# Text provided:
BEGIN
On the inspector issue, the judge found that the Gerges respondents had met the comparatively low threshold of showing a prima facie case that Mr. Vora had exercised his powers as director in an oppressive or unfairly prejudicial manner. The related-party transactions, BDO’s concerns, and the incomplete compliance with prior production orders together supported the need for an independent investigation. Applying the recognized factors for appointing an inspector (including need for information, availability of alternative and less costly means, risk of tactical advantage, and proportionality of the expense), the judge held that an inspector was appropriate. The prior failure to produce records, and the fact that many key documents were controlled within the SRX Group rather than by the Pharmacies themselves, weighed heavily in favour of this remedy.
Regarding the arbitration clauses in the USAs, the motion judge concluded that they did not bar the court from dealing with the application. The clauses applied only to disputes “between shareholders,” and they expressly excluded the corporations themselves from the definition of “shareholders.” Because the proposed claims were being advanced by the Pharmacies and Woodbine (or in their names) and also involved corporate defendants that were not parties to the USAs, they fell outside the scope of the arbitration agreements. The judge also found that the appellants had participated fully and actively in the court proceedings—accepting service, filing materials, consenting to an order, attending cross-examinations and hearings—without bringing a stay motion under s. 7 of the Arbitration Act. That level of participation amounted to taking steps in the proceeding and attorning to the court’s jurisdiction.
On leave to bring derivative actions, the appellants conceded all but one element of the statutory test, focusing their opposition on whether the proposed actions were in the best interests of the corporations and whether adequate alternative remedies existed (particularly oppression relief). The motion judge concluded that it was in the companies’ best interests to pursue the alleged diversion of corporate funds and related breaches of fiduciary duty. She emphasized that the corporations might have other stakeholders beyond the two equal shareholders, including employees and creditors, and that the evidence did not clearly establish that all of Woodbine’s creditors had been paid. She further held that claims such as conversion and unjust enrichment were corporate claims that could only properly be asserted by the corporations themselves, not personally by Mr. Gerges through an oppression action, and that limitation defences were not sufficiently clear on the existing record to justify cutting back the scope of the investigation or the derivative claims at this early stage.
END
# Instructions:
a. According to the court summary, which stakeholders besides the two equal shareholders did the motion judge say the corporations might have?
b. Copy the court summary word for word from "On the inspector" to "of this remedy.".

# Excerpted records:
BEGIN
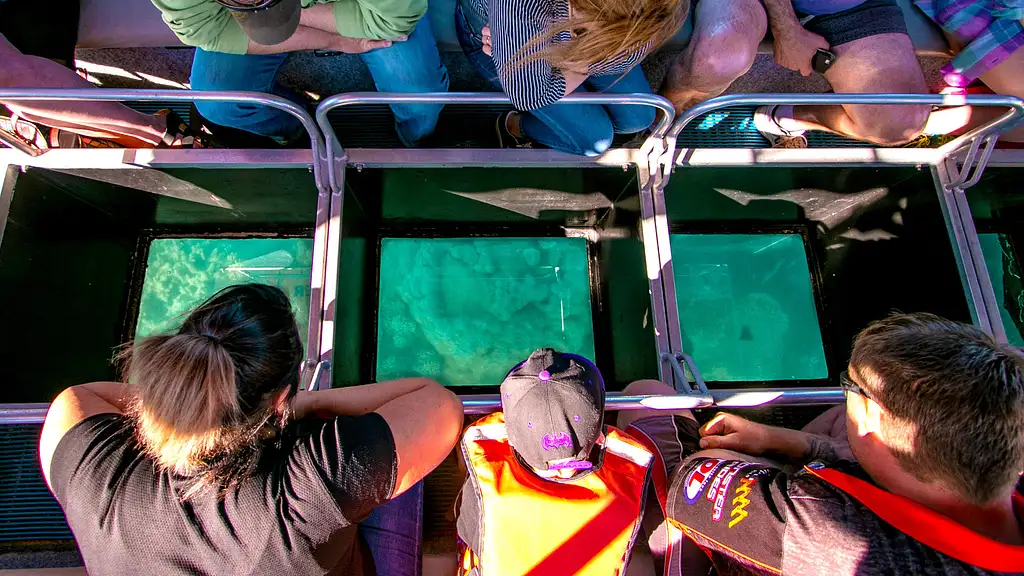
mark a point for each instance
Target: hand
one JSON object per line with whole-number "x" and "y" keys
{"x": 485, "y": 34}
{"x": 302, "y": 405}
{"x": 360, "y": 45}
{"x": 728, "y": 432}
{"x": 796, "y": 48}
END
# Answers to the tasks:
a. Employees and creditors.

b.
On the inspector issue, the judge found that the Gerges respondents had met the comparatively low threshold of showing a prima facie case that Mr. Vora had exercised his powers as director in an oppressive or unfairly prejudicial manner. The related-party transactions, BDO’s concerns, and the incomplete compliance with prior production orders together supported the need for an independent investigation. Applying the recognized factors for appointing an inspector (including need for information, availability of alternative and less costly means, risk of tactical advantage, and proportionality of the expense), the judge held that an inspector was appropriate. The prior failure to produce records, and the fact that many key documents were controlled within the SRX Group rather than by the Pharmacies themselves, weighed heavily in favour of this remedy.